The task — Every record needs to come back as written, except for the pictures.

Records for this exercise —
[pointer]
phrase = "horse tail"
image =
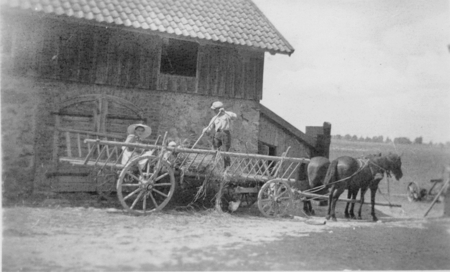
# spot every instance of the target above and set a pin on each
(330, 177)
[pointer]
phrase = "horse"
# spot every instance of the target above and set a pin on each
(316, 171)
(349, 173)
(353, 190)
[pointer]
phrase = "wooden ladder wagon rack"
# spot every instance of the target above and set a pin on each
(243, 168)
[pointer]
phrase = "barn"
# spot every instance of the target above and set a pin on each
(98, 66)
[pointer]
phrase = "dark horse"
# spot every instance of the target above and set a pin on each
(349, 173)
(317, 169)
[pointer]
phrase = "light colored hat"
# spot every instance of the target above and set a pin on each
(147, 130)
(172, 144)
(217, 105)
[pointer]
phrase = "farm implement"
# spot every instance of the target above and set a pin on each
(146, 183)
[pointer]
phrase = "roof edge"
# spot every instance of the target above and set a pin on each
(273, 26)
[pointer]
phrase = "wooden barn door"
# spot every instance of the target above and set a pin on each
(102, 114)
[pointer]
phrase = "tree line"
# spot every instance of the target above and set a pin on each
(381, 139)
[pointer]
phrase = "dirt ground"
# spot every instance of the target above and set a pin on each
(60, 235)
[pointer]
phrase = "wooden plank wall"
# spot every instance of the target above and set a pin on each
(229, 72)
(89, 54)
(62, 50)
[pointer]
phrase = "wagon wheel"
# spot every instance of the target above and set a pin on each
(413, 192)
(105, 181)
(146, 185)
(275, 198)
(248, 199)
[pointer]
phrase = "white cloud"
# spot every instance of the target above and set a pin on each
(369, 68)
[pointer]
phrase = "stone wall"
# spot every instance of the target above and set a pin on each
(28, 123)
(19, 108)
(273, 134)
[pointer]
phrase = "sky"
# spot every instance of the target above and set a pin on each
(369, 67)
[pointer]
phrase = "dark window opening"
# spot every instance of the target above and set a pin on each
(179, 58)
(7, 40)
(302, 174)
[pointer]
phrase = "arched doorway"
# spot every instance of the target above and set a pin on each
(99, 114)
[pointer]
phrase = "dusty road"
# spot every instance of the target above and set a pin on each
(67, 238)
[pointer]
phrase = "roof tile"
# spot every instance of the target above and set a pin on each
(237, 22)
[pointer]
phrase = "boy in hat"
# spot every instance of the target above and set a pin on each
(220, 125)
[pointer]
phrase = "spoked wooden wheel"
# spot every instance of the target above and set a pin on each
(146, 185)
(413, 192)
(275, 198)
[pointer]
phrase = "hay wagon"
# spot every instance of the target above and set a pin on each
(146, 183)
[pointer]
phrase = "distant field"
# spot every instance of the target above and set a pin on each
(421, 163)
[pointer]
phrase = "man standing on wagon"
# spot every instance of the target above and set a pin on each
(220, 125)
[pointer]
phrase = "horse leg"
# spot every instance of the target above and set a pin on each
(335, 197)
(373, 192)
(363, 192)
(330, 200)
(349, 195)
(352, 207)
(307, 207)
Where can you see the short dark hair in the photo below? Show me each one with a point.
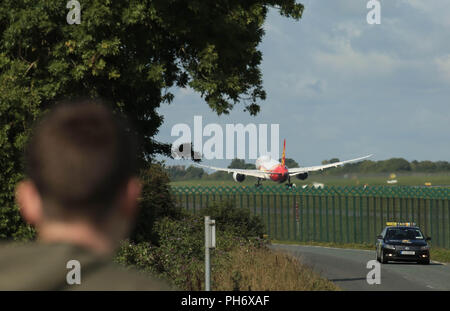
(79, 157)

Answer to this exercise —
[pointer]
phrase = "horse tail"
image =
# spot every instance of the target above and set a pin on each
(330, 177)
[pointer]
phrase = "horse"
# spot every instance of the target above and set a pin on each
(316, 171)
(349, 173)
(353, 190)
[pointer]
phrase = "wooden ladder wagon rack"
# spot every instance of the target above and set a pin on each
(243, 168)
[pointer]
phrase = "barn"
# spot every instance of the target above and set a pin on each
(98, 66)
[pointer]
phrase = "dark horse"
# spot every instance of the target above and set a pin on each
(349, 173)
(317, 169)
[pointer]
phrase = "light colored hat"
# spot every instance of the target above and set a pin on each
(147, 130)
(172, 144)
(217, 105)
[pointer]
phrase = "farm implement"
# spot every instance of the target above and set a pin on each
(146, 183)
[pointer]
phrase = "roof edge"
# spot every instance of the target above and set a pin on each
(273, 26)
[pointer]
phrase = "wooden barn door"
# spot every instance of the target above and set a pin on each
(102, 114)
[pointer]
phrase = "tree line"
# spot every instance of the target above and set a pin on each
(381, 139)
[pointer]
phrase = "dirt ground"
# spot every instance of the target above and set a pin on each
(60, 235)
[pointer]
phrase = "wooden plank wall"
# spot every instance of the target above and set a pin on each
(229, 72)
(89, 54)
(62, 50)
[pointer]
phrase = "wagon wheel"
# spot every instance of the target above and set a pin on each
(413, 192)
(105, 181)
(146, 185)
(275, 198)
(248, 199)
[pointer]
phrase = "white cloud"
# spot every instance of the target above and set a pin on each
(369, 68)
[pointer]
phrase = "stone wall"
# spot every instance of the target above and set a pin on each
(28, 123)
(19, 108)
(273, 134)
[pointer]
phrase = "sky"
# spot every instance of the target above and set a pin on each
(369, 67)
[pointer]
phrase = "dark window opening"
# spot every instance of the target above and set a pin on each
(179, 58)
(7, 40)
(302, 174)
[pointer]
phrase = "arched doorway"
# spot every instance of the target above and set a pin on each
(99, 114)
[pointer]
phrase = "dusty road"
# spot every instance of the target above and set a pin on each
(67, 238)
[pointer]
phrase = "roof tile"
# spot every instance of the target above and set a pin on each
(237, 22)
[pointer]
phrase = "boy in hat"
# spot every instance of the target above and set a pin on each
(220, 125)
[pointer]
phrase = "spoked wooden wheel"
# spot every instance of the target above and set a pin on each
(146, 185)
(413, 192)
(275, 198)
[pointer]
phrase = "hay wagon"
# spot every instance of the target above and set a pin on each
(146, 183)
[pointer]
phrase = "distant field"
# spot every instance of the target above and set a pin on each
(421, 163)
[pointer]
phrase = "man standing on wagon"
# spot every instance of the target above and set a pin on each
(220, 125)
[pointer]
phrase = "horse leg"
# spot every instance of the target above and set a pin on each
(335, 197)
(373, 192)
(363, 192)
(330, 200)
(349, 195)
(352, 207)
(307, 207)
Where can you see the short dark hair in the photo below? Show me each one with a point.
(79, 157)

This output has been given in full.